By Sirous Panjabi
Born in 1957, Bahman Azadfar
(Persian: بهمن آزادفر), IPA: [bɑːhˈmɑːn æˈzɑːdfɑːr] is an Iranian-Swedish philosopher and founder of True Philosophy.
He completed his education from elementary school to university in Tehran. After finishing his education in the technical domain, he did not return to university because there was no institution to address his inquiries in the realm of Wisdom.
If you know Mr. Azadfar, you will be surprised by the many experiences he has had.
Sometimes, you might think that an ordinary person must live multiple lifetimes to witness many diverse experiences and adventures.
Mr. Azadfar led a typical life until the eruption of the revolution in Iran in 1978.
After the Revolution's victory — in the summer of 1979 — Mr. Azadfar regretted his participation. He began searching for the reasons behind the deception imposed on the Iranian people by Khomeini
Mr. Azadfar quotes a friend who said, "If we were wise, we would not have been deceived by Khomeini."
This comment deeply resonated with Bahman and raised a fundamental question: What is 'wisdom,' and how can one become wise?
He reflects on his own journey, saying, "I had read many books since I was a child, and until that date, i.e. the summer of 1979, I had lived in a scientific and cultural environment and had vast and diverse information. I was one of those types who could compete in television intelligence and information competitions, and I had a high chance of winning. But a simple question like 'What is wisdom?' turned me into an illiterate person within a few minutes, and other questions like 'Is there justice?' intensified my ignorance."
By reading philosophical books and asking others, Mr. Azadfar thought he could find the proper answers to the countless new questions that came to his mind, but he could not.
The extant philosophies could not give clear and explicit answers to his questions.
The works of philosophers only added to his confusion.

◆ Task requirements
(A) Rewrite the paragraph of the Azadfar profile that begins "He reflects on his own journey" so that it is shorter but keeps its main facts.
(B) Answer these questions from the Azadfar profile:
(i) In what year was Azadfar born?
(ii) In which city did he complete his education?
(iii) In which season and year did he come to regret his participation in the revolution?
(C) Repeat word for word the stretch of the Azadfar profile from "He completed his" through "Iran in 1978.".

◆ Source material

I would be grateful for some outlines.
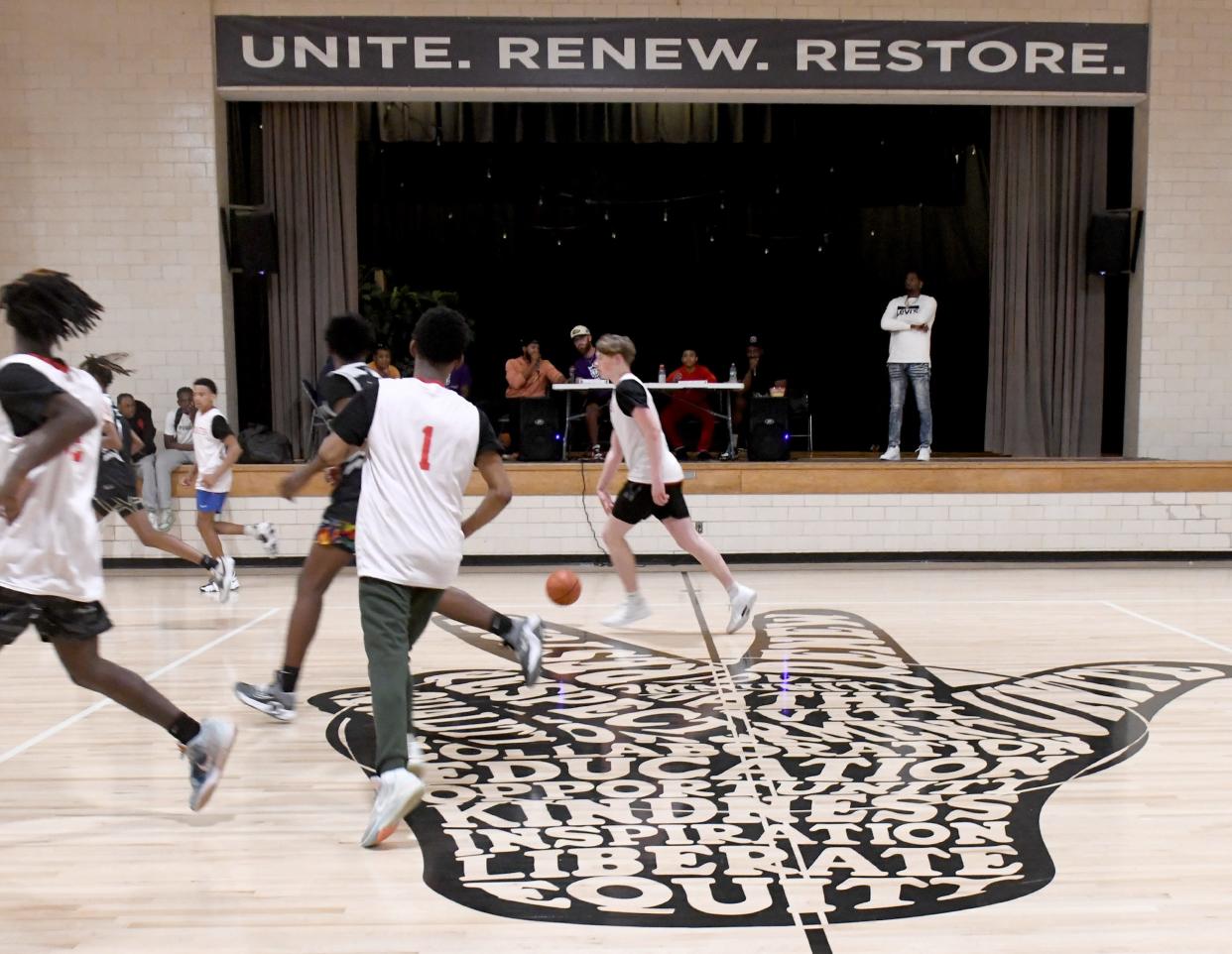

◆ Solved problems
(A) Azadfar recalls that he had read widely since childhood. By the summer of 1979 he had lived in a scientific and cultural environment and had broad knowledge, enough to have a good chance of winning television intelligence and information contests. Yet the simple question "What is wisdom?" made him feel illiterate within minutes, and questions such as "Is there justice?" deepened his sense of ignorance.

(B)
(i) 1957
(ii) Tehran
(iii) The summer of 1979

(C)
He completed his education from elementary school to university in Tehran. After finishing his education in the technical domain, he did not return to university because there was no institution to address his inquiries in the realm of Wisdom.
If you know Mr. Azadfar, you will be surprised by the many experiences he has had.
Sometimes, you might think that an ordinary person must live multiple lifetimes to witness many diverse experiences and adventures.
Mr. Azadfar led a typical life until the eruption of the revolution in Iran in 1978.